* [EXERCISE INSTRUCTIONS]:
Provide the records once more, identical to the original.

----- EXERCISE INPUT

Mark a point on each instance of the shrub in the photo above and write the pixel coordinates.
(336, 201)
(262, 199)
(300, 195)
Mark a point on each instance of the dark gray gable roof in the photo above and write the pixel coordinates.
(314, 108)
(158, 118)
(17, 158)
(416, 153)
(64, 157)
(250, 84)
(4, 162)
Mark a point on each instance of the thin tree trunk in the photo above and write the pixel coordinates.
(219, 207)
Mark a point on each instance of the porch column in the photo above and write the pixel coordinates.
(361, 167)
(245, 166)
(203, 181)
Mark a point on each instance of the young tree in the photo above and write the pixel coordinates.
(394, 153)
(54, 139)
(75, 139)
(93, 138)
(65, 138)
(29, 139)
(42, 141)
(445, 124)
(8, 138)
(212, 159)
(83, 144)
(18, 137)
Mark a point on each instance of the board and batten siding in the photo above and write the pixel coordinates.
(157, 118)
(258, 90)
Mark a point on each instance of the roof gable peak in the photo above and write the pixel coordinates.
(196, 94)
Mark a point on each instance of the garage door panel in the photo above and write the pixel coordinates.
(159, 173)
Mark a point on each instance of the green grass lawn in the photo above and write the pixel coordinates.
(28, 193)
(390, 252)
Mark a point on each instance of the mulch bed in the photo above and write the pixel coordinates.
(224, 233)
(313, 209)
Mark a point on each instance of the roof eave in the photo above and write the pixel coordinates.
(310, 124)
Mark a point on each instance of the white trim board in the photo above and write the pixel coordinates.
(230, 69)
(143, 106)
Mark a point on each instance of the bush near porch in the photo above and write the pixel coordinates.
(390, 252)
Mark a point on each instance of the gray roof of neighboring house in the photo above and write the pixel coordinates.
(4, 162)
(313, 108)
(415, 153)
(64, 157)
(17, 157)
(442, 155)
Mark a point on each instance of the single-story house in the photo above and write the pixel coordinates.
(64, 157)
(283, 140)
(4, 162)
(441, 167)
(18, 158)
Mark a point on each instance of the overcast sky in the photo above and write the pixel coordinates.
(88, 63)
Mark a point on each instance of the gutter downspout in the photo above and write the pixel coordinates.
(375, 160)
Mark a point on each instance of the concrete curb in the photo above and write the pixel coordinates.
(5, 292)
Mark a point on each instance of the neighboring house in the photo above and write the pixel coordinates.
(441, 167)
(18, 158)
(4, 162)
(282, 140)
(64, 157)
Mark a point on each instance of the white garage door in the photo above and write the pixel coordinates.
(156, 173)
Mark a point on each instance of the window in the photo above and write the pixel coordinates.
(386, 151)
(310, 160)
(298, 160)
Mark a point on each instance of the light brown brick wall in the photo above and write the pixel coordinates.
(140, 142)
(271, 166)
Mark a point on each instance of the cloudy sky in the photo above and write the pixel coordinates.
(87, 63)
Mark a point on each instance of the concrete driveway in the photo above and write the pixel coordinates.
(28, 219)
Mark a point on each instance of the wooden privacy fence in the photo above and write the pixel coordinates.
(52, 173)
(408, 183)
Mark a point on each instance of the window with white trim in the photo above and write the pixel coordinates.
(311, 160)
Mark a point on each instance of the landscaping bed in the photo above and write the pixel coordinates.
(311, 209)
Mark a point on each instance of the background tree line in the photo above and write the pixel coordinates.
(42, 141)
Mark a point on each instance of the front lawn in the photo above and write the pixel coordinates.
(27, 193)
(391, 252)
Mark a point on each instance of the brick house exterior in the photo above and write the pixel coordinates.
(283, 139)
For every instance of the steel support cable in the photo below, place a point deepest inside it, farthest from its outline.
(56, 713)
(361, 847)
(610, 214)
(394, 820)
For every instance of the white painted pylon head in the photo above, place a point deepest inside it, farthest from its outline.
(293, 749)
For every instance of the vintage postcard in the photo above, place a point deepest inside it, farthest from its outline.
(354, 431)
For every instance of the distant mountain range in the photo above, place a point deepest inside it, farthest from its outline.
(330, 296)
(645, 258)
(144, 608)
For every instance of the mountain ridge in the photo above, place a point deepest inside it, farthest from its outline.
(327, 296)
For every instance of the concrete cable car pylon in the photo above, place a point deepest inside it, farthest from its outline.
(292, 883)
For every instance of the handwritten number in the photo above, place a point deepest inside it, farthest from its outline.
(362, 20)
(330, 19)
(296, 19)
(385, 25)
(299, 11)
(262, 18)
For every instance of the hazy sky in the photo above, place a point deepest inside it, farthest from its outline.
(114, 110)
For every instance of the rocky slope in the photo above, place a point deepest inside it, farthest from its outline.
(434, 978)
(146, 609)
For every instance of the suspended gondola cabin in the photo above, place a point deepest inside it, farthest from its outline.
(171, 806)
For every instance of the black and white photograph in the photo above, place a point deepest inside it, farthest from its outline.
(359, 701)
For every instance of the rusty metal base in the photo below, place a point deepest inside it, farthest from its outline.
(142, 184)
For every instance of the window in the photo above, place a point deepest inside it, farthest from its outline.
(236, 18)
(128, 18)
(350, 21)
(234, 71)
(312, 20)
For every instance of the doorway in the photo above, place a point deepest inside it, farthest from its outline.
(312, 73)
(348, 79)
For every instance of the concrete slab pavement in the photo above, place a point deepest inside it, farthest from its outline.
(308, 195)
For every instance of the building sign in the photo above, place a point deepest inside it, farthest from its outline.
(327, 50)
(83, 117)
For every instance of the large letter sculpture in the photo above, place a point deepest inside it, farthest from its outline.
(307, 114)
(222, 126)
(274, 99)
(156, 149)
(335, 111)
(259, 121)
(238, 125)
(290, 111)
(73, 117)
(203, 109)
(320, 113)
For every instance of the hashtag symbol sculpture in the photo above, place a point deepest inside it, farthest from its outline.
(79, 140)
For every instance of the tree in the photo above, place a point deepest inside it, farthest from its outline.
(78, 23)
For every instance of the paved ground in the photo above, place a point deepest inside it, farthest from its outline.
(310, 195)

----------

* [WRITTEN ANSWER]:
Mark a point on each instance of the shrub in the photo above and write the pixel coordinates.
(336, 201)
(262, 199)
(300, 195)
Mark a point on each instance of the dark gray gable roof in the photo above and write the pixel coordinates.
(314, 108)
(158, 118)
(17, 158)
(416, 153)
(64, 157)
(250, 84)
(4, 162)
Mark a point on each instance of the thin tree trunk in the photo above and write the pixel coordinates.
(219, 207)
Mark a point on each instance of the porch column in the photo above and write the pixel coordinates.
(361, 167)
(245, 166)
(203, 181)
Mark a point on each instance of the young tree in the photo above and write the pixel coordinates.
(394, 153)
(54, 139)
(75, 139)
(93, 138)
(65, 138)
(29, 139)
(42, 141)
(445, 124)
(8, 138)
(212, 159)
(83, 144)
(18, 137)
Mark a point on each instance of the board and batten siding in the photo above and write the pixel coordinates.
(157, 118)
(258, 90)
Mark a point on each instance of the roof gable peak in the photo above and write the pixel coordinates.
(196, 94)
Mark a point on each instance of the garage door panel in the photo above and write the pixel coordinates.
(159, 173)
Mark a point on each instance of the green grass lawn in the photo above and write the pixel coordinates.
(28, 193)
(390, 252)
Mark a point on each instance of the mulch bed in the photo above and write the pixel coordinates.
(224, 233)
(313, 209)
Mark a point on each instance of the roof eave in the photo above and write the pixel coordinates.
(310, 124)
Mark a point on each instance of the white trim board in the photo above and write the pixel coordinates.
(230, 69)
(143, 106)
Mark a point on each instance of the bush near porch in the photo above and write the pixel coordinates.
(390, 252)
Mark a point on each instance of the gray roof of neighboring house in the photo above and write the pixel coordinates.
(4, 162)
(313, 108)
(415, 153)
(64, 157)
(17, 157)
(442, 155)
Mark a point on each instance of the single-story house in the photo above and write the pixel coordinates.
(64, 157)
(283, 140)
(4, 162)
(441, 167)
(18, 158)
Mark a point on each instance of the overcast sky in the photo above and write the pixel coordinates.
(88, 63)
Mark a point on each instance of the gutter downspout in the photo above and write the pixel coordinates.
(375, 160)
Mark a point on each instance of the concrete curb in the photo above and write the pixel coordinates.
(5, 292)
Mark a point on each instance of the neighboring house in the photo above and write the pixel coordinates.
(441, 167)
(18, 158)
(4, 162)
(282, 140)
(64, 157)
Mark a point on each instance of the white garage door in the photo above and write the pixel coordinates.
(156, 173)
Mark a point on each instance of the window in the photo above and write the pixel coordinates.
(386, 151)
(310, 160)
(298, 160)
Mark a point on each instance of the light brown brick wall in the photo above and write the pixel coordinates.
(140, 142)
(271, 166)
Mark a point on each instance of the cloudy sky in the photo above and write the pixel coordinates.
(87, 63)
Mark a point on each instance of the concrete driveway in the photo above and write the pixel coordinates.
(28, 219)
Mark a point on each instance of the wooden privacy fence in the photo above and write the pixel coordinates.
(52, 173)
(408, 183)
Mark a point on each instance of the window with white trim in the photo above and write the pixel coordinates.
(311, 160)
Mark a point on each instance of the landscaping bed in the photo above and write the pixel coordinates.
(311, 209)
Mark a point on each instance of the background tree line in the photo above and write the pixel coordinates.
(42, 141)
Mark a point on each instance of the front lawn in the photo above and write the pixel coordinates.
(27, 193)
(391, 252)
Mark a point on each instance of the brick house exterior in the photo above and write the pixel coordinates.
(283, 139)
For every instance of the steel support cable in the photo below, place a point deepest inside it, farthest from its outline.
(56, 713)
(361, 847)
(610, 214)
(394, 820)
For every instance of the white painted pylon head in the photo above, place a point deepest inside it, farthest from its outline.
(293, 749)
For every instance of the vintage postcard in the photo above, place a point deepest inside it, farthest from its outline.
(354, 431)
For every instance of the distant mountain range in the photo above, place a point deepest inside it, farthest from its outline.
(330, 296)
(645, 258)
(144, 608)
For every instance of the mountain ridge in the photo above, place a point deepest inside it, farthest from its outline.
(327, 296)
For every instance of the concrete cable car pylon in the photo above, place a point deepest inside it, farthest from its outline.
(292, 883)
For every instance of the handwritten number in the photo above, place a point deepest inside it, farthest from its outline.
(362, 20)
(330, 19)
(296, 19)
(385, 25)
(299, 11)
(262, 18)
For every instance of the hazy sky in the photo above, place a point deepest inside it, farthest from its outline.
(114, 110)
For every instance of the rocky slope in the photo above, place a point deepest inside it, farthest from its outline.
(434, 978)
(146, 609)
For every instance of the suspended gondola cabin in the photo above, place a point deepest inside it, farthest from its outline.
(171, 806)
For every instance of the black and white photograph in the photo above, place a point deepest inside it, farthest from its outline.
(359, 701)
For every instance of the rusty metal base in the photo below, place a point deepest inside it, farthest from its outline.
(142, 184)
For every instance of the window in the photo above, place a point deepest inside it, farthest from its outline.
(236, 18)
(128, 18)
(350, 21)
(234, 71)
(312, 20)
For every instance of the doorway in the photo above, place a point deepest inside it, farthest from its outline.
(312, 73)
(348, 79)
For every instance of the concrete slab pavement in the photo above, place a point deepest inside it, farthest from its outline.
(308, 195)
For every instance of the building sign in the photo above, place a point deepest inside it, farthest from its outline.
(327, 50)
(83, 117)
For every instance of the large letter sculpture in the photo above, place a point deepest inside it, farthest from its outline.
(307, 114)
(222, 126)
(274, 99)
(156, 149)
(335, 111)
(259, 121)
(238, 125)
(290, 111)
(73, 117)
(203, 109)
(320, 113)
For every instance of the hashtag symbol sculpture in the photo above, place a point deepest inside it, farthest from its outline.
(79, 140)
For every instance of the tree in the photo above, place a point deepest inside it, farthest from its outline.
(78, 23)
For every instance of the paved ground in the photo above, place a point deepest inside it, farthest from its outline.
(310, 195)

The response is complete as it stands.